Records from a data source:
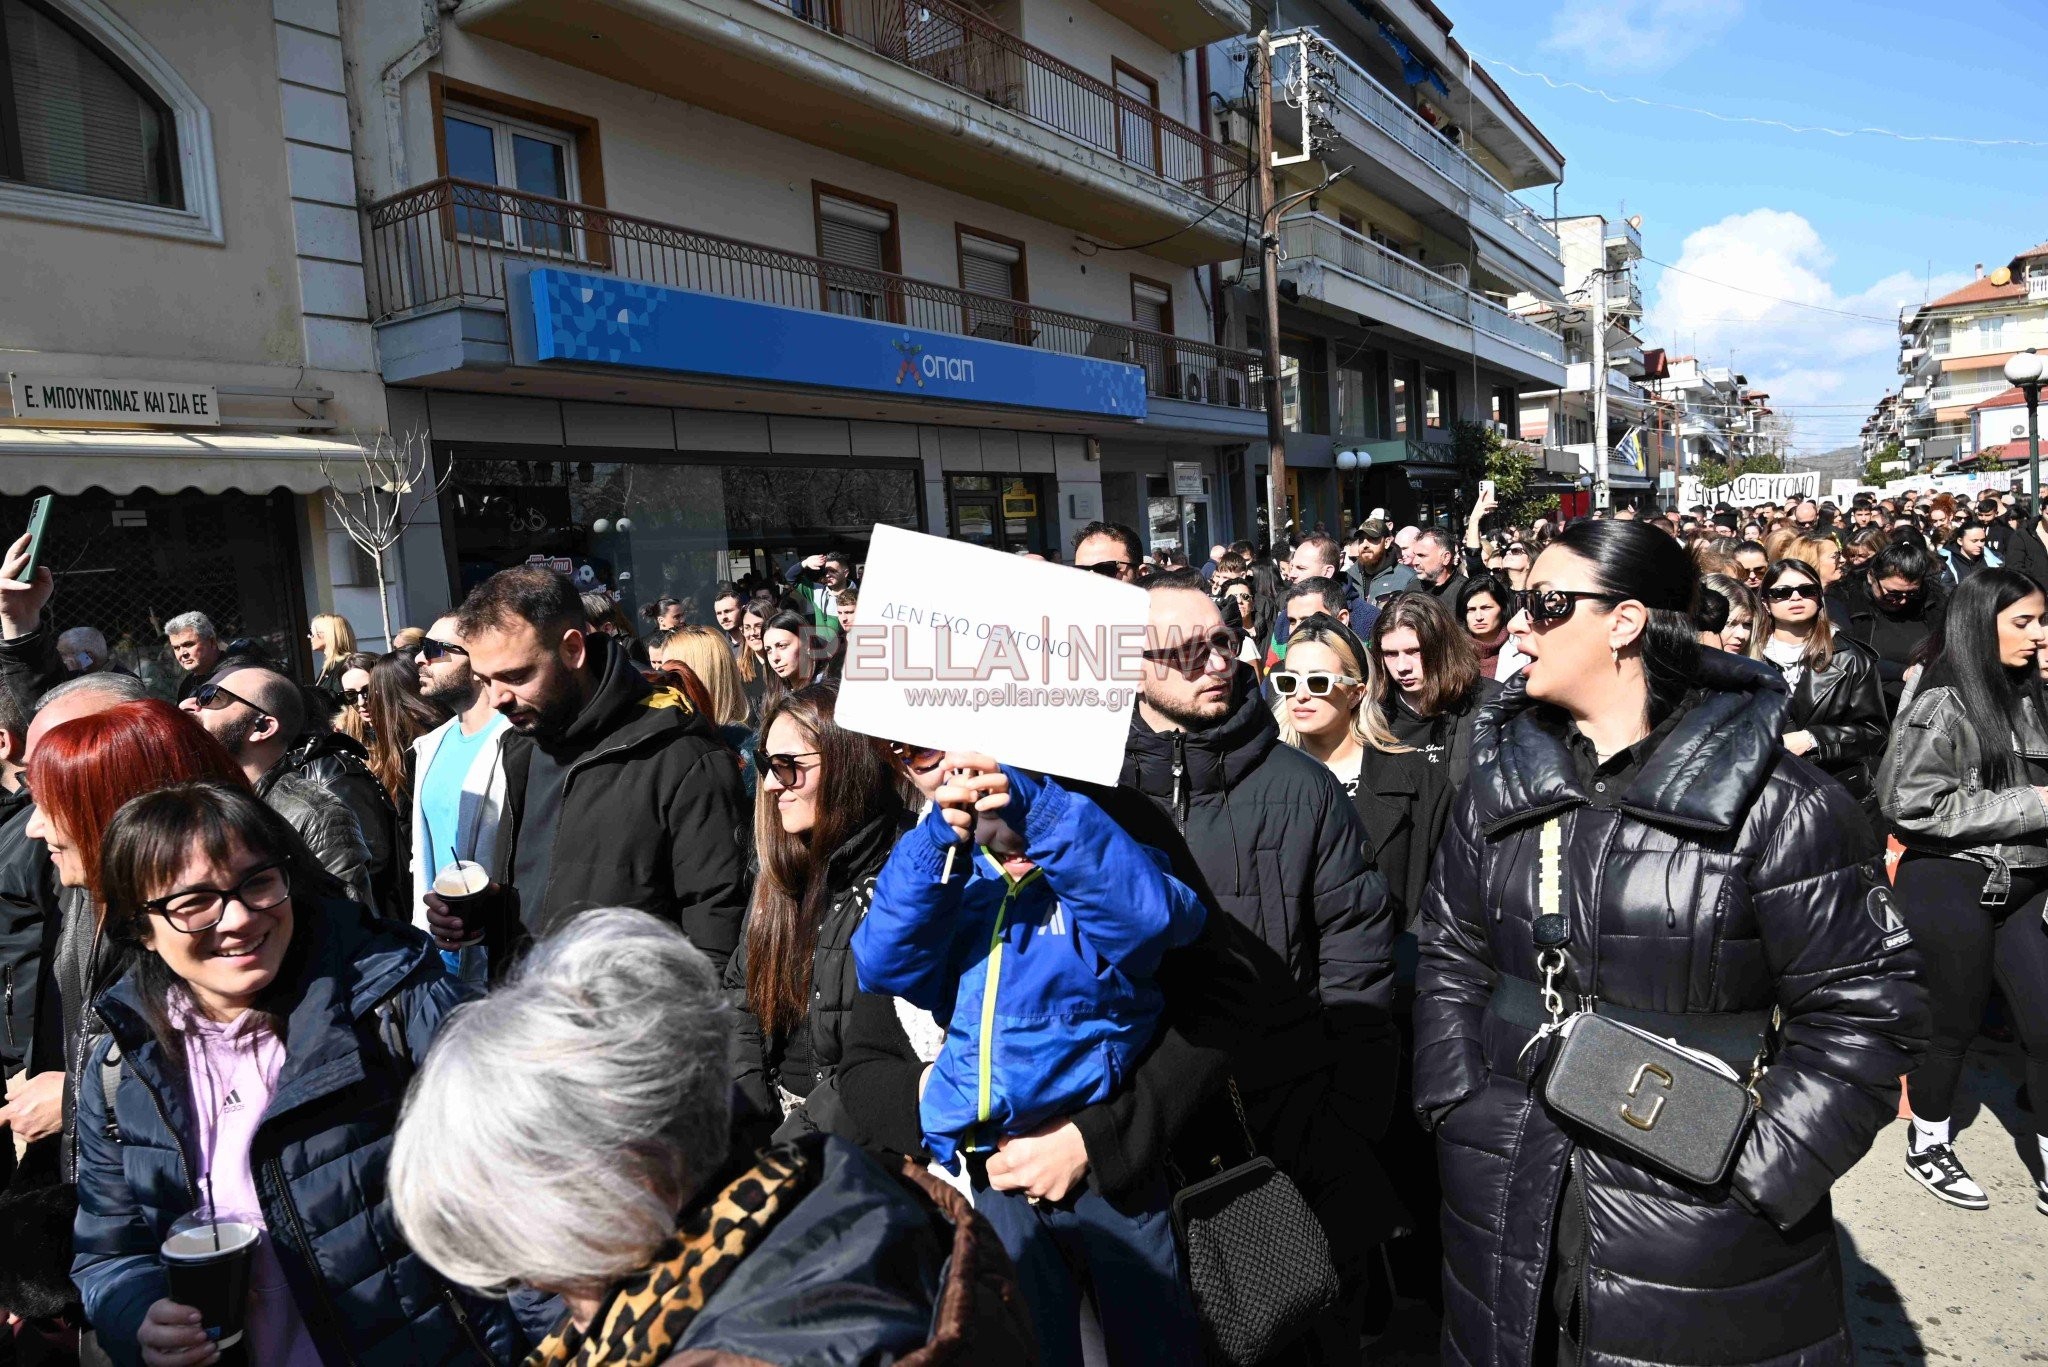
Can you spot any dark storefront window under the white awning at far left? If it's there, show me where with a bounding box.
[0,490,303,697]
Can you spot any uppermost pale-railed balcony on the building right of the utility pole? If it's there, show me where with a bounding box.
[1237,29,1565,293]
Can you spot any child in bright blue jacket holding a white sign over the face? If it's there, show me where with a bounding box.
[854,764,1206,1363]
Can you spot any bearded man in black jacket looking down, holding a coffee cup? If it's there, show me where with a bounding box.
[452,566,748,971]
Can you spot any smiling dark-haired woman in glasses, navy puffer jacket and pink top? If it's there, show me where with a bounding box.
[74,783,524,1367]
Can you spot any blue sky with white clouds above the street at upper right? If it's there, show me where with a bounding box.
[1444,0,2048,451]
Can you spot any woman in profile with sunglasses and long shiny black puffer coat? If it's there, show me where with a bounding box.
[1415,521,1925,1367]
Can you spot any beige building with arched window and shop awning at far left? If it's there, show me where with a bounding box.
[0,0,395,691]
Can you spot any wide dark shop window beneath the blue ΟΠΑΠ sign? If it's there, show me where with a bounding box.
[446,443,924,621]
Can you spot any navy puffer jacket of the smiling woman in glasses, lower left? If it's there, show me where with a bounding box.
[72,900,526,1367]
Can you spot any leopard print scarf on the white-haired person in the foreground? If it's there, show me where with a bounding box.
[526,1144,821,1367]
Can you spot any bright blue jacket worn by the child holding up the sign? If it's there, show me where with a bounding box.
[854,767,1206,1164]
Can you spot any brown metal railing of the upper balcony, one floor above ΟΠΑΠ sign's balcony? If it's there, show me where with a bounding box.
[762,0,1249,203]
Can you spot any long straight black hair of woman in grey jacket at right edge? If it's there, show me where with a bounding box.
[1921,568,2042,789]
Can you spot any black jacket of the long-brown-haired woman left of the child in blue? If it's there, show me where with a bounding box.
[725,814,903,1137]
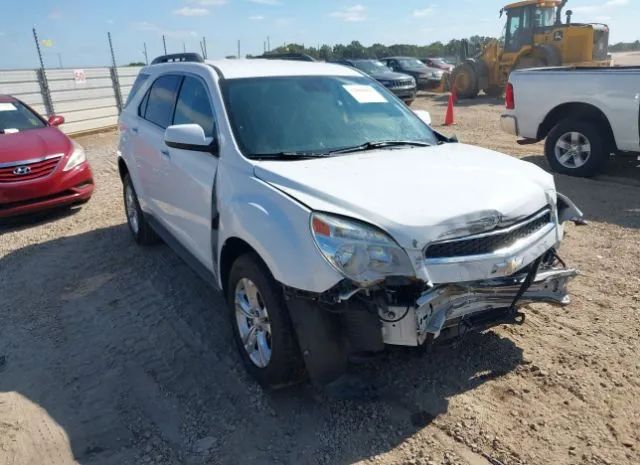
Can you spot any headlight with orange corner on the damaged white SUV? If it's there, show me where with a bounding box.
[311,213,415,285]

Task brief ▸ Pictures aside, set down the lines from the one containing "Can you spot any black" through the end of the records above, exactly and only those.

Task output ▸
Can you spot any black jacket of the long-brown-haired woman left of the child in blue? If it's there, show me where with a bounding box.
[725,814,903,1137]
Can you spot any headlight with orange corner on the damaged white SUV? If it's there, show me where with a bounding box.
[311,213,415,285]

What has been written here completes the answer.